§ **Extrait de page**
Par Philippe Silberzahn
J’ai déjà abordé à plusieurs reprises la théorie de la rupture développée par Clayton Christensen, l’un des meilleurs spécialistes de la question. Dans un billet précédent, j’expliquais que si l’on a tendance à opposer innovation incrémentale et innovation radicale, Christensen avait montré que la véritable opposition est en fait entre innovation continue, c’est-à -dire conforme au modèle d’affaire de l’entreprise, et innovation de rupture, qui nécessite un modèle d’affaire différent (voir le billet sur l’opposition continue/rupture). On peut en effet avoir des situations d’innovation radicale se conformant assez bien avec le modèle d’affaire existant, et qui donc sont assez bien absorbées par les acteurs en place. Le succès des opérateurs télécom fixes dans la téléphonie mobile ou dans Internet est un bon exemple.

§ **Travail demandé**
1. Traduisez en anglais la phrase suivante de l'extrait sur la théorie de la rupture : « Le succès des opérateurs télécom fixes dans la téléphonie mobile ou dans Internet est un bon exemple. »
2. Recopiez à l'identique le passage de l'extrait sur la théorie de la rupture qui commence à « Par Philippe Silberzahn » et se termine à « un bon exemple. ».
Seul l'extrait sert de référence.

Entrées de délimitation des formes:
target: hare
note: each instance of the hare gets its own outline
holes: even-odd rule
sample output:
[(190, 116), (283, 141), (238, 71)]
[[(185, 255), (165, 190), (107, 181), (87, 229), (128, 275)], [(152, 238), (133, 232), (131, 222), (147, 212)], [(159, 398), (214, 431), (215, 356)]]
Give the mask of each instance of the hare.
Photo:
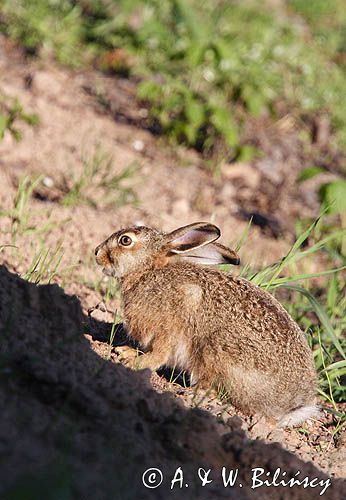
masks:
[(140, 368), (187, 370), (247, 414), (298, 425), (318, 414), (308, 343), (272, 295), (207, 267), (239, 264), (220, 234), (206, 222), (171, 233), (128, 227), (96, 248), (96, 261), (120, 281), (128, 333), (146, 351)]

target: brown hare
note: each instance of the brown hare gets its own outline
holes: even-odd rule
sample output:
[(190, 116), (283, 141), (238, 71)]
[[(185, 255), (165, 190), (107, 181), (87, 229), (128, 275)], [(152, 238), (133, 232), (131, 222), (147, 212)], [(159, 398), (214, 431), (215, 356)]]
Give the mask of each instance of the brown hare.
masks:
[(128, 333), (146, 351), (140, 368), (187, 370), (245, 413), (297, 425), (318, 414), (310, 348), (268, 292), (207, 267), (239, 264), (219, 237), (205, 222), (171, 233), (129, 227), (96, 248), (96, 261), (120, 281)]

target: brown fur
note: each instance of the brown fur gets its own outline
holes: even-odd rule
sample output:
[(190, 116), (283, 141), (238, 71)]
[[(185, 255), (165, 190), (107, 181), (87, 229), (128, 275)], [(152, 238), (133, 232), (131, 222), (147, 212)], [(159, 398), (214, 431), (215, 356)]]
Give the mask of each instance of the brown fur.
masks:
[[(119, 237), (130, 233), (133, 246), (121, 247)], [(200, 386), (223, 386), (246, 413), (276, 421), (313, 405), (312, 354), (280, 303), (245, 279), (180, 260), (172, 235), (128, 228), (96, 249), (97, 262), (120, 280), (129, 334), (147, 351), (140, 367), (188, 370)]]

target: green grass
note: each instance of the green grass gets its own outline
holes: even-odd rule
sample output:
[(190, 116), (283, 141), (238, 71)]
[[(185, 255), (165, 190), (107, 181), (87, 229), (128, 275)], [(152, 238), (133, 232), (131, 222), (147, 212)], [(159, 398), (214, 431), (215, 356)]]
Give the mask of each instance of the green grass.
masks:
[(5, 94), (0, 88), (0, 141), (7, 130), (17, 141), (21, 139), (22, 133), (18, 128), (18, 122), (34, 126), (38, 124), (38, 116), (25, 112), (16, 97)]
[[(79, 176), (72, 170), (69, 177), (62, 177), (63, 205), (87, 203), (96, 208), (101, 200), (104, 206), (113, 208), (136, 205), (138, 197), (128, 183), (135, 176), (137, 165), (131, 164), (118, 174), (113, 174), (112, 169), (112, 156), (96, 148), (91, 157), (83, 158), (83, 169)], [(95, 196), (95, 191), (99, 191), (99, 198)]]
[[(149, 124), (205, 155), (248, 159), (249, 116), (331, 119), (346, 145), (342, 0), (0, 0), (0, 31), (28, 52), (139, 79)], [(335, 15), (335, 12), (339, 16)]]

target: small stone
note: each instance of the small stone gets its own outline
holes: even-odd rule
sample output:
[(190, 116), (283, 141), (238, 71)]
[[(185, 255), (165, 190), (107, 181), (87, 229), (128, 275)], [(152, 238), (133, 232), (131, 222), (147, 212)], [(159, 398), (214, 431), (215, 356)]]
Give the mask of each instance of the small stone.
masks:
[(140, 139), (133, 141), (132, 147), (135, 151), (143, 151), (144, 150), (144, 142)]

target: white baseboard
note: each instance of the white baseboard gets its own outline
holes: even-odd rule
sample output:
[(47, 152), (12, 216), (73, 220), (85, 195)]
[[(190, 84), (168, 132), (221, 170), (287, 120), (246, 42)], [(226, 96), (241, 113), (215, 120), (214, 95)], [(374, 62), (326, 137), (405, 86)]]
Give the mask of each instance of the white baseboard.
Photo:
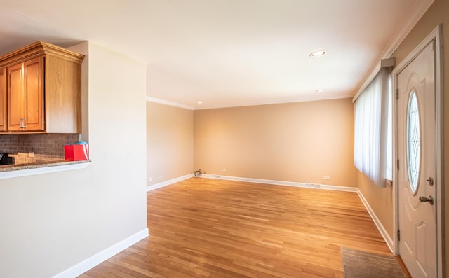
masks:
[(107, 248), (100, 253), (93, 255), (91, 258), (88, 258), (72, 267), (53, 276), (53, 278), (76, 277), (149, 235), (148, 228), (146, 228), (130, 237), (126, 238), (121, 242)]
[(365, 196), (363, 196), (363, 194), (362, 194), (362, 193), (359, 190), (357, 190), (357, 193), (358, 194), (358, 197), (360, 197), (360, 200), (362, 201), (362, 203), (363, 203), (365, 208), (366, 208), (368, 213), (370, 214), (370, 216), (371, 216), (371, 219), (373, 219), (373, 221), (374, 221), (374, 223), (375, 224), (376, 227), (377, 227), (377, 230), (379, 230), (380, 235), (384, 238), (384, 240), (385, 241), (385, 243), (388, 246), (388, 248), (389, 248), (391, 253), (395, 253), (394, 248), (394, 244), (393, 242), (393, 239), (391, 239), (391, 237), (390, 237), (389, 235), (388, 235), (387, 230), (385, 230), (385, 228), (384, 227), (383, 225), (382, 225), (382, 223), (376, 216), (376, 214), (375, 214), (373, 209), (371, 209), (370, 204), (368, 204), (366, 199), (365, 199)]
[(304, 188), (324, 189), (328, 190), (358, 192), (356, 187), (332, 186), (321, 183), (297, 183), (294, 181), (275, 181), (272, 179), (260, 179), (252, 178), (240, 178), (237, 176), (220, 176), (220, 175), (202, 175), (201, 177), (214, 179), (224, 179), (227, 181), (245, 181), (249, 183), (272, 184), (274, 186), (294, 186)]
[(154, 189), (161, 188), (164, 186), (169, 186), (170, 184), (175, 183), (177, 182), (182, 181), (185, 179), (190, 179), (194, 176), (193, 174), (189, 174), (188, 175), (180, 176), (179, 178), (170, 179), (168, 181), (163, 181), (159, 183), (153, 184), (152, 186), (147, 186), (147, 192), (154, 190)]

§ **Solutions détaillées**
1. The success of fixed-line telecom operators in mobile telephony or in the Internet is a good example.

2.
Par Philippe Silberzahn
J’ai déjà abordé à plusieurs reprises la théorie de la rupture développée par Clayton Christensen, l’un des meilleurs spécialistes de la question. Dans un billet précédent, j’expliquais que si l’on a tendance à opposer innovation incrémentale et innovation radicale, Christensen avait montré que la véritable opposition est en fait entre innovation continue, c’est-à -dire conforme au modèle d’affaire de l’entreprise, et innovation de rupture, qui nécessite un modèle d’affaire différent (voir le billet sur l’opposition continue/rupture). On peut en effet avoir des situations d’innovation radicale se conformant assez bien avec le modèle d’affaire existant, et qui donc sont assez bien absorbées par les acteurs en place. Le succès des opérateurs télécom fixes dans la téléphonie mobile ou dans Internet est un bon exemple.